BRANO FORNITO -
------------------------------------------------------------------------
Durarono tre mesi. Si aprirono con il rugby, si chiusero con il polo. Furono quelle di Paavo Nurmi, cinque ori nell’atletica, e Johnny Weissmuller, tre ori nel nuoto e un bronzo nella pallanuoto, quelle di Eric Liddell e dei suoi “Momenti di gloria”, e ancora quelle del barone Pierre de Coubertin e dei suoi ideali olimpici. Parigi, Olimpiadi del 1924. Il cinema era muto, l’arte decorativa, nei caffè letterari scriveva Ernest Hemingway, il Tour de France era appena stato conquistato – per la prima volta – da un italiano, Ottavio Bottecchia.
Il ciclismo fu il penultimo sport a giocarsi i suoi titoli. Tutto in due giorni: sabato 26 e domenica 27 luglio. Tutto in un solo stadio: quello di Vincennes, a Parigi nel quartiere di Bercy, il velodromo per tutti semplicemente “La Cipale”. In programma, fra gli altri, i quartetti dell’inseguimento in pista sui quattromila metri. Quindici nazioni iscritte, dieci partecipanti. L’Italia presentava Aurelio Menegazzi, 24 anni, veronese di Buttapietra, Angelo De Martini, 27, veronese di Villafranca, Alfredo Dinale detto Fortunato, 24, veneto di Marostica, e Francesco Zucchetti, 22, lombardo di Cernusco sul Naviglio. La gara alterata dai forfait: chi, per mancanza degli avversari, non si qualificava negli scontri diretti, doveva competere in base ai tempi. Così gli azzurri passarono ottavi e quarti di finale correndo contro nessuno se non il cronometro e si qualificarono per le semifinali. Vittoria contro il Belgio. La finale contro la Polonia regalò l’oro.
------------------------------------------------------------------------
DATI REGISTRATI -

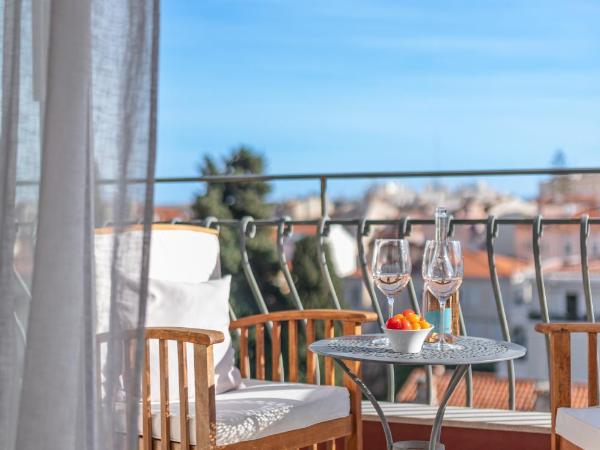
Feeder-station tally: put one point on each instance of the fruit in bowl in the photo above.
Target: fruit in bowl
(407, 331)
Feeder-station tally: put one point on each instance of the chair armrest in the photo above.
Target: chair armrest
(570, 327)
(307, 314)
(192, 335)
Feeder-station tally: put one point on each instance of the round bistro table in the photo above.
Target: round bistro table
(471, 350)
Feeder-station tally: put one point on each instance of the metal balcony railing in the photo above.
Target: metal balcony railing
(284, 226)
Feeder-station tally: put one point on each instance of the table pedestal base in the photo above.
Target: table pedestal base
(436, 429)
(415, 445)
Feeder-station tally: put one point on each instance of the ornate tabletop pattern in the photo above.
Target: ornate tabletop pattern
(472, 350)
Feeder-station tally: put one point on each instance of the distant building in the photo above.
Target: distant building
(489, 391)
(166, 213)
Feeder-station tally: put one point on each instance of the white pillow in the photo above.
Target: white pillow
(190, 305)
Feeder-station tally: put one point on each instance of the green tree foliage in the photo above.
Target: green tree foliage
(312, 287)
(234, 201)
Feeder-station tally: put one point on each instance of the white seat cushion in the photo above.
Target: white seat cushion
(263, 408)
(581, 426)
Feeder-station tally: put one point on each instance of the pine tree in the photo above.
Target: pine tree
(234, 201)
(312, 287)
------------------------------------------------------------------------
CONSEGNA A - Elenchi i ciclisti che, secondo il brano sulle Olimpiadi di Parigi del 1924, componevano il quartetto italiano dell'inseguimento a squadre.
CONSEGNA B - Riporti, senza alcuna modifica, la parte delle registrazioni che inizia con la riga contenente "cushion in the photo above." e prosegue fino alla fine delle registrazioni.

SOLUZIONE SVOLTA A -
Aurelio Menegazzi
Angelo De Martini
Alfredo Dinale detto Fortunato
Francesco Zucchetti

SOLUZIONE SVOLTA B -
Feeder-station tally: put one point on each instance of the white seat cushion in the photo above.
Target: white seat cushion
(263, 408)
(581, 426)
Feeder-station tally: put one point on each instance of the pine tree in the photo above.
Target: pine tree
(234, 201)
(312, 287)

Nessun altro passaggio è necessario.